Records from the dataset
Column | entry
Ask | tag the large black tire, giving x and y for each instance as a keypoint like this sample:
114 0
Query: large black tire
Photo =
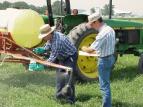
78 35
140 64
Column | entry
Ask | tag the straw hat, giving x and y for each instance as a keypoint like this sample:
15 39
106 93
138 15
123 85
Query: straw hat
45 30
94 17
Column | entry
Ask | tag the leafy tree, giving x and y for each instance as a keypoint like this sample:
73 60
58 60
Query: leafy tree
5 5
56 7
21 5
106 9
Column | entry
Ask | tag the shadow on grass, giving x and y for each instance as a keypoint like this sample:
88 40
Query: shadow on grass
36 78
126 72
86 97
125 104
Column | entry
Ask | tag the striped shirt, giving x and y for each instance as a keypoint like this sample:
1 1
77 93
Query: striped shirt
60 47
104 45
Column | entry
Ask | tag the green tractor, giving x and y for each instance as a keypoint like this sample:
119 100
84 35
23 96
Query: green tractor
129 36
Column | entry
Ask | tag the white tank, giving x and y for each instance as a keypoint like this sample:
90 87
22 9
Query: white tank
23 26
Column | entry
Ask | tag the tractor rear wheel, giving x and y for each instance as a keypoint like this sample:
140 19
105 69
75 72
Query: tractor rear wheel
81 35
140 64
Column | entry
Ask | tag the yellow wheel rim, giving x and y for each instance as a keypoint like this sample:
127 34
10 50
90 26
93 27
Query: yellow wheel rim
87 64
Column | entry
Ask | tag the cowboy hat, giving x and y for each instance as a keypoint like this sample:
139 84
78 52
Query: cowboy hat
45 30
93 17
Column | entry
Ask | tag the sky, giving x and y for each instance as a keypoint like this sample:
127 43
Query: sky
135 6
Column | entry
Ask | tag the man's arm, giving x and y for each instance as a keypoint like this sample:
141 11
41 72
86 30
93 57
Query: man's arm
88 50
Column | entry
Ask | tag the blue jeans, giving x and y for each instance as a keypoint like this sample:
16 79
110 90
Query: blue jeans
105 65
62 77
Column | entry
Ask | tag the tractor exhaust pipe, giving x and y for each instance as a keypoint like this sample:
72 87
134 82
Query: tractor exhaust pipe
50 14
110 9
68 9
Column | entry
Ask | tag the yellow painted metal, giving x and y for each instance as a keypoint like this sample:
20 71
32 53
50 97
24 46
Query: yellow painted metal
87 65
23 25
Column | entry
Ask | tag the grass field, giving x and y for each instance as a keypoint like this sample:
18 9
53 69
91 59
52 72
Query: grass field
25 89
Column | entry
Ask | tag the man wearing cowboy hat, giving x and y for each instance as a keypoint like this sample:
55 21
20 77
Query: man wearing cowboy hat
104 47
63 51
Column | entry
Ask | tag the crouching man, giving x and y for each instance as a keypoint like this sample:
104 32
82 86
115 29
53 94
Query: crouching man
64 53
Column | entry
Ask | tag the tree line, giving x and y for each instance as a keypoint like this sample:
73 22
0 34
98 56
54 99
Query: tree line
56 7
22 5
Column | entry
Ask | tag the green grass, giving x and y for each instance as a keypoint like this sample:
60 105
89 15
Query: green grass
26 89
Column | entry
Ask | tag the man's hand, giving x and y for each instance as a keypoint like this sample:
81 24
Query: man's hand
87 49
39 50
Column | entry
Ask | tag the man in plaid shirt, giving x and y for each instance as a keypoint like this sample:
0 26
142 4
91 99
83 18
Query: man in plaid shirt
63 52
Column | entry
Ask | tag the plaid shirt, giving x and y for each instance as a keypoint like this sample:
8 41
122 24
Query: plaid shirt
60 47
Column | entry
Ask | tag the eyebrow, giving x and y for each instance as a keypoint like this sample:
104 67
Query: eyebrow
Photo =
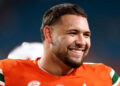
75 30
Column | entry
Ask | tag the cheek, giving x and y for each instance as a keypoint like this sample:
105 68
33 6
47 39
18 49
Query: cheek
88 43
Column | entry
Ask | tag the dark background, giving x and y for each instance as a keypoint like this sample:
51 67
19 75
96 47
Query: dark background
20 21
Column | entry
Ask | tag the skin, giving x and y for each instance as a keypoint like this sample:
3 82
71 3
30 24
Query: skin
66 44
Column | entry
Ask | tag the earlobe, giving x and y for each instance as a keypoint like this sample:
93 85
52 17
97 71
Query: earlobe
47 33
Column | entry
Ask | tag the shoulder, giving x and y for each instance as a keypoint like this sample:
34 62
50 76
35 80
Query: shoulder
7 64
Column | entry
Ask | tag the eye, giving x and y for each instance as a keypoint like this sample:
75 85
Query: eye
88 34
72 32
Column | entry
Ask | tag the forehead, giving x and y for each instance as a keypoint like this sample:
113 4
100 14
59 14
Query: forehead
74 21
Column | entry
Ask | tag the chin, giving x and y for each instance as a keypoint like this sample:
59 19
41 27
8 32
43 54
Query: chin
74 64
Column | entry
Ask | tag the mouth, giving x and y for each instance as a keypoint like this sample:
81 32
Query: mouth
77 51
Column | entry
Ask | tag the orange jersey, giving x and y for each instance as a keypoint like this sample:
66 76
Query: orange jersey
28 73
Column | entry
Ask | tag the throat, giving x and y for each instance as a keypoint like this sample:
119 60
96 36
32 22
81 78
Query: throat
54 69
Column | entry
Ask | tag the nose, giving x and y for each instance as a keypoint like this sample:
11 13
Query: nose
80 41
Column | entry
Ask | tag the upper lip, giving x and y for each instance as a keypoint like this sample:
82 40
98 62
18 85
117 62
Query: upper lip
77 49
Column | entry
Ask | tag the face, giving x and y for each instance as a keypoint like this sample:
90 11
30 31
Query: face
71 40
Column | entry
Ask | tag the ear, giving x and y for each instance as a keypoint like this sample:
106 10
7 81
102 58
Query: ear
47 34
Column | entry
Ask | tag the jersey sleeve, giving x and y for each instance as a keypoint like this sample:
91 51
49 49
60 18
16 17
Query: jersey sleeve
115 78
2 81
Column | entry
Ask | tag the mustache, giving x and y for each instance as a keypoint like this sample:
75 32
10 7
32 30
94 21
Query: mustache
77 47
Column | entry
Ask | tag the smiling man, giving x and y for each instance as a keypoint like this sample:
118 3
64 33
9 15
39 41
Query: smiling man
66 39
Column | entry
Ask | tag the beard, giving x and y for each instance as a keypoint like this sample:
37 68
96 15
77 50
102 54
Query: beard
66 59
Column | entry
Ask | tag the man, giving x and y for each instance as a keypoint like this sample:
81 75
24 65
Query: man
66 39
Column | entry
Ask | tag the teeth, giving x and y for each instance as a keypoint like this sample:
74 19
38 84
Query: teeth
76 51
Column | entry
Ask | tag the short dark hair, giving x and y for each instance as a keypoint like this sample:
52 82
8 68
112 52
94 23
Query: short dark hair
54 13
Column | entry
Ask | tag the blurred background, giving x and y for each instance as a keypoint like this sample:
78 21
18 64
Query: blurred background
20 21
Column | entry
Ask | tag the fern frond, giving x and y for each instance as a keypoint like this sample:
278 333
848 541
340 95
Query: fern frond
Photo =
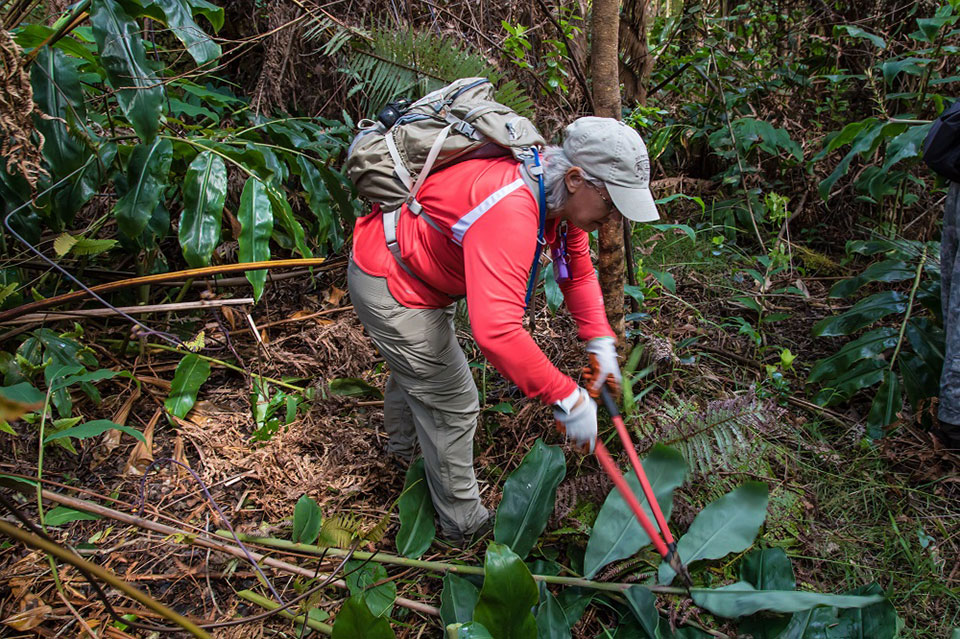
340 531
412 64
723 436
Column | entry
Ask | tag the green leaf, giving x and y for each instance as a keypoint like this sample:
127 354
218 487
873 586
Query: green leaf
768 569
361 578
204 192
857 32
179 19
886 404
92 429
471 630
139 91
529 496
416 513
616 533
862 314
256 226
283 213
210 11
457 599
730 524
911 66
306 521
147 174
552 622
192 372
862 375
740 599
56 86
886 271
62 515
642 604
355 621
353 387
507 596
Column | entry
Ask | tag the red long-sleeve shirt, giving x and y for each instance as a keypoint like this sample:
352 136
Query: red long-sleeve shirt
484 252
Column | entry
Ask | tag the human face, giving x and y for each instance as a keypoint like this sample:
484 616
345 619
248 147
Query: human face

What you will do — How many lines of the items above contain the string "cheek"? Reply with the number alone.

Response for this exercise — 2